--- START OF Recorded data ---

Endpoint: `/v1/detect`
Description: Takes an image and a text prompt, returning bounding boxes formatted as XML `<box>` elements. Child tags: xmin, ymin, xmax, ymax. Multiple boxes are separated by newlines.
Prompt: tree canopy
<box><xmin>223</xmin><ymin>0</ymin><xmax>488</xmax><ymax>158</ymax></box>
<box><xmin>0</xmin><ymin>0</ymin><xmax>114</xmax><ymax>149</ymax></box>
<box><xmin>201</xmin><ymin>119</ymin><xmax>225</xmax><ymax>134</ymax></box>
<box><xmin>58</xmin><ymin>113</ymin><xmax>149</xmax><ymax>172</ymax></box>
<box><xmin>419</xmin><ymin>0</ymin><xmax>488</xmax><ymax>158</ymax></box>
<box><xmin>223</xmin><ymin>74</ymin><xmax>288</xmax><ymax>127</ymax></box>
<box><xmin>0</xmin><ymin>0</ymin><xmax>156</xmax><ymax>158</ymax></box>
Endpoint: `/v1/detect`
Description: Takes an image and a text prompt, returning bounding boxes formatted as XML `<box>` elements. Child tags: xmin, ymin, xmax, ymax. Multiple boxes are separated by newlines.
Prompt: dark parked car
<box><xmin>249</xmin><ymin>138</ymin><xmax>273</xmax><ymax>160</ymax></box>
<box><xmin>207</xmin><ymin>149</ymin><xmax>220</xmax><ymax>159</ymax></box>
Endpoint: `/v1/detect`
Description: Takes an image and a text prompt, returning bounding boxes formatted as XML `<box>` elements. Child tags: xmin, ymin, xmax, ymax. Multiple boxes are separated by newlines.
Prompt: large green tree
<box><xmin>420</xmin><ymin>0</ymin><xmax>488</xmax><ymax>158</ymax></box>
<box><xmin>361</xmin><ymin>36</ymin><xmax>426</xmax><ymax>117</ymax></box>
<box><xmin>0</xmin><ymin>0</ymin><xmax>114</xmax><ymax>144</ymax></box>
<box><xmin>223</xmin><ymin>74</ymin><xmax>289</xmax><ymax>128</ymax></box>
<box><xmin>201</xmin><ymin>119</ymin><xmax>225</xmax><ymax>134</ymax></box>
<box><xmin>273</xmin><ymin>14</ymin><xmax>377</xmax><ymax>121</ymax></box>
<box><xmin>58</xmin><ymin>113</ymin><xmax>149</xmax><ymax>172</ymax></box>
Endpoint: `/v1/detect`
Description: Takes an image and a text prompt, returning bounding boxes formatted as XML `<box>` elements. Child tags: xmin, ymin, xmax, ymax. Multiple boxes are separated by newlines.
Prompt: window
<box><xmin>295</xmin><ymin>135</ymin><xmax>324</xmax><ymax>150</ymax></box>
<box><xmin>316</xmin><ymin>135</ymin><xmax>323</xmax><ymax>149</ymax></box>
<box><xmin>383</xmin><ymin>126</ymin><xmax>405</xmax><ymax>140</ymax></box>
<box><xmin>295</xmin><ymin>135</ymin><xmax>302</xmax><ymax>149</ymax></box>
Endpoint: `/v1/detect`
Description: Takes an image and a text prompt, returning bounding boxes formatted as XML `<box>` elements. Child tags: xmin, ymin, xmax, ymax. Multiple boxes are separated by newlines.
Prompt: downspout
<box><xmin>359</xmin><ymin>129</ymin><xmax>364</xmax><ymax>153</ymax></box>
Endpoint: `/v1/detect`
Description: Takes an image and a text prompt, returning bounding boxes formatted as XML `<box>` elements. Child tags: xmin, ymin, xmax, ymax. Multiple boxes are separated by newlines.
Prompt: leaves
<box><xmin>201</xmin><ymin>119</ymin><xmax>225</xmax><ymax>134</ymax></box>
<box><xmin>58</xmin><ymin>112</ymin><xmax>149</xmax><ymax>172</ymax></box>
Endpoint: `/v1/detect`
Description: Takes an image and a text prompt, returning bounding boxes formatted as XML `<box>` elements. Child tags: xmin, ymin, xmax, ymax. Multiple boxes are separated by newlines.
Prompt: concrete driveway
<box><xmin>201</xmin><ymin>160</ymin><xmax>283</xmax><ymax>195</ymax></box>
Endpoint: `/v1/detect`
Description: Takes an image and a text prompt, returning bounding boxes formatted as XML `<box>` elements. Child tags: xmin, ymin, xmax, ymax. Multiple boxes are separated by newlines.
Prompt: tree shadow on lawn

--- END OF Recorded data ---

Display every line of the data above that contains the string "tree", treating uppercase and lowercase letters as different.

Prompt: tree canopy
Prompt: large green tree
Prompt: tree shadow on lawn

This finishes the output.